Work required –
Write out exactly, please, the lines from the one containing "Task: place one pin on each instance of the clay lid" to the end of the material.

(Data extracted from a collection)
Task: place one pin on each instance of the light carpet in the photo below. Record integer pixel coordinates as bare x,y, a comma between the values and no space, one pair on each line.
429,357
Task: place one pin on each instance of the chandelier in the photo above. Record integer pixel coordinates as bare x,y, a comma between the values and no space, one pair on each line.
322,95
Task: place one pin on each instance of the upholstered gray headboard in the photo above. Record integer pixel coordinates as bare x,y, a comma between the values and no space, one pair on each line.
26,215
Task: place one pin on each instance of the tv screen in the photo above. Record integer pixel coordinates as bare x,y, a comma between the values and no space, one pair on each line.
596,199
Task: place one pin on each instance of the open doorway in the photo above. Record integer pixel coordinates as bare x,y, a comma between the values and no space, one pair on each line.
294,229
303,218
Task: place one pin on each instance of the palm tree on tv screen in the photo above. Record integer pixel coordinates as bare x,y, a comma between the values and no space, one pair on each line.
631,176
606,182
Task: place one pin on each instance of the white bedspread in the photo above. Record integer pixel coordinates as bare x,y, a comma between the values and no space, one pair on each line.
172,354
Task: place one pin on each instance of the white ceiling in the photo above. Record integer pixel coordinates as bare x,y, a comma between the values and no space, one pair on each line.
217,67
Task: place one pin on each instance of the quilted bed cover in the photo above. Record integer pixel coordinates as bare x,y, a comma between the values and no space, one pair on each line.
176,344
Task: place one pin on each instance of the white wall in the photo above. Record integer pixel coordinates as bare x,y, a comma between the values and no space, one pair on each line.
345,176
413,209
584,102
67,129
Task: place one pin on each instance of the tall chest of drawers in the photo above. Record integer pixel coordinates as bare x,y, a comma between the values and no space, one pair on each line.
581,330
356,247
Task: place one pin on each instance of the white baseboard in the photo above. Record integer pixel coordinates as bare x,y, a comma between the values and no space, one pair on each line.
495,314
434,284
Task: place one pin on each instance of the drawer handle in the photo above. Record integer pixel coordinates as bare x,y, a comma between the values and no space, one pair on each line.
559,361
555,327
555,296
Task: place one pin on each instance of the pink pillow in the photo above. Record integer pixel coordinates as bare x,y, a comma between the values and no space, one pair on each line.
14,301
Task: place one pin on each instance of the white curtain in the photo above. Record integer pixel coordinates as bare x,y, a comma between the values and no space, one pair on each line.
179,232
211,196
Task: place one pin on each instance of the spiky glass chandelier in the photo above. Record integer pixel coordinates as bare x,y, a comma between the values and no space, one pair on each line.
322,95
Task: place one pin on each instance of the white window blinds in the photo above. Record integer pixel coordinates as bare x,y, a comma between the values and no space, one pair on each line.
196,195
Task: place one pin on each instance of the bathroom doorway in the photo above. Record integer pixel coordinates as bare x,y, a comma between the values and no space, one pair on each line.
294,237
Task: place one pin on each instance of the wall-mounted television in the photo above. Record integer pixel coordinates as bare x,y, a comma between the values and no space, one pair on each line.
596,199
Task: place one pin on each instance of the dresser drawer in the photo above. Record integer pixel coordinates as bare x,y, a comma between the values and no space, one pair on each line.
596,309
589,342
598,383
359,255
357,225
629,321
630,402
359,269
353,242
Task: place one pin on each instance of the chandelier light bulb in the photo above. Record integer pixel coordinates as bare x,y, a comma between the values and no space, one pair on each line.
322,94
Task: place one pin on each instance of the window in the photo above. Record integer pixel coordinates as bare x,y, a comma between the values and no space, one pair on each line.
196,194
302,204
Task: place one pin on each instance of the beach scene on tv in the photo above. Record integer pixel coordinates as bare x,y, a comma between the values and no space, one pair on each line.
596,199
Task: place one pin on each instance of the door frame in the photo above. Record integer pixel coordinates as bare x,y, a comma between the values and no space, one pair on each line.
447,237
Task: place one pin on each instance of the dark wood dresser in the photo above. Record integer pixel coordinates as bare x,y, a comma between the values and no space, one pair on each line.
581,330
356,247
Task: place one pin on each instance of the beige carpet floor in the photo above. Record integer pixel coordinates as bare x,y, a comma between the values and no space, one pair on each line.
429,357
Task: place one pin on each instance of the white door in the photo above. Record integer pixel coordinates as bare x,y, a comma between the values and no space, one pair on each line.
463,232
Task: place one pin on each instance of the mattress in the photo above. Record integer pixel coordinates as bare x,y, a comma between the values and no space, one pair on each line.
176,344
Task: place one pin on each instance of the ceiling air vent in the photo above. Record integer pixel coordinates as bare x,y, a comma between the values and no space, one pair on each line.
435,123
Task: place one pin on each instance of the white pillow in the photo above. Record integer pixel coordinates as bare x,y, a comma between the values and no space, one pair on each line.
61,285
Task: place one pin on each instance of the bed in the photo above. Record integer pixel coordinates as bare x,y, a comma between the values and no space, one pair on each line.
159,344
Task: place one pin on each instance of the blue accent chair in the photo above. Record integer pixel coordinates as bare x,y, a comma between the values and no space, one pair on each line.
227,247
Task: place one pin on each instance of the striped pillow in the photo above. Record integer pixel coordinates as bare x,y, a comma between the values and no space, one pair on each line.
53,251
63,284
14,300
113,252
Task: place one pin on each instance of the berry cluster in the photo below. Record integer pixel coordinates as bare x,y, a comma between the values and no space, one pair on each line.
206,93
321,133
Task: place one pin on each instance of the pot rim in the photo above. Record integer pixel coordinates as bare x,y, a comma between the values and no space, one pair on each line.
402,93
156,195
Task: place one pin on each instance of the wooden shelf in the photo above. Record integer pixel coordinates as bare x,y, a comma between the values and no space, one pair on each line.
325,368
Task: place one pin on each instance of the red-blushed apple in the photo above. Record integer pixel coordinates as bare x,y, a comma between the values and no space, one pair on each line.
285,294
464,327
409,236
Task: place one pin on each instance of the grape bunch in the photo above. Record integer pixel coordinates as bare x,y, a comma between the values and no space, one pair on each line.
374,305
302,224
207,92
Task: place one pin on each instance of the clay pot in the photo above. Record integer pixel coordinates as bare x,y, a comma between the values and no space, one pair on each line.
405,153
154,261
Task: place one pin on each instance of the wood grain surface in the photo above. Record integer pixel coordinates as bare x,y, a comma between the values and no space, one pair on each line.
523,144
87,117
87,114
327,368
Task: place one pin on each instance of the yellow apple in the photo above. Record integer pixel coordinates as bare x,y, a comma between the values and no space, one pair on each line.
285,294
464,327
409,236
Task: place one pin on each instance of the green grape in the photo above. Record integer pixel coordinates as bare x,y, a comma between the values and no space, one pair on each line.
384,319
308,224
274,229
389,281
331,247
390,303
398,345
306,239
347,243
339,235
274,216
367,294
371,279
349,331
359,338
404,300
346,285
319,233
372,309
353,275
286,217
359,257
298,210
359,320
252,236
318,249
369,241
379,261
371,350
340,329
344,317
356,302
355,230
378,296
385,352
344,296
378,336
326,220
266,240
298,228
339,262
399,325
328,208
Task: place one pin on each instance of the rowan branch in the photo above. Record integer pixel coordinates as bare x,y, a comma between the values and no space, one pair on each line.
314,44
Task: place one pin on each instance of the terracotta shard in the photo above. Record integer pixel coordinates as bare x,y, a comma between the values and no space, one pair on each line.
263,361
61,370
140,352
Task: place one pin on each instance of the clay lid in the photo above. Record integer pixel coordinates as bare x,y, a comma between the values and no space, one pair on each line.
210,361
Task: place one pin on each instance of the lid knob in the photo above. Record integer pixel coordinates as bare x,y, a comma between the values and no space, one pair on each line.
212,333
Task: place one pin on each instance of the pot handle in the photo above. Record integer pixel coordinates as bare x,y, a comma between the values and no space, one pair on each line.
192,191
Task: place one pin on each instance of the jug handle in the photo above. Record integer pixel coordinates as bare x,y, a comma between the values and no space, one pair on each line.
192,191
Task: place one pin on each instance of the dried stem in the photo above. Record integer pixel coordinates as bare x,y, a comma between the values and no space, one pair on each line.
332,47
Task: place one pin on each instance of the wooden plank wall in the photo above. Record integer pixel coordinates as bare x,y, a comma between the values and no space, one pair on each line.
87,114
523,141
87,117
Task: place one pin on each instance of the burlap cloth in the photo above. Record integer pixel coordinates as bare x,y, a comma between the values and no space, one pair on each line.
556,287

Written response –
Task: place one pin on each instance of the clay lid in the photo above. Record integer pixel coordinates as bare x,y, a comma between the values and no space, one pair on each line.
210,361
Task: place one pin on each instance of the lid knob in the photo above. Record integer pixel coordinates as bare x,y, a comma between the values and no space, one pair on each line.
212,333
Task: place one pin on each instance of the pot handle in the photo above. Record integer pixel coordinates as bare x,y, a comma between the values and no space, one pair on each line.
192,191
Task: place one pin on each instance of the jug handle in the photo above. Record integer pixel coordinates as bare x,y, a comma between the values and no space, one pair on each line.
192,191
Task: place one pin on each instance of the dried stem in the photo above. Record integer pixel coordinates as bare x,y, a comma between the values and no space, one pair on each line.
332,47
Task: place one pin on each instance of the wooden plank wall in the photo above. Record integer pixel coordinates as bare x,y, a comma between the values and no space, one pair on each line.
87,114
523,141
87,117
Task: place one pin on each instance of the burlap cloth in the photo above. Record integer pixel coordinates as bare x,y, a comma between the values and no space, one pair on each line.
556,287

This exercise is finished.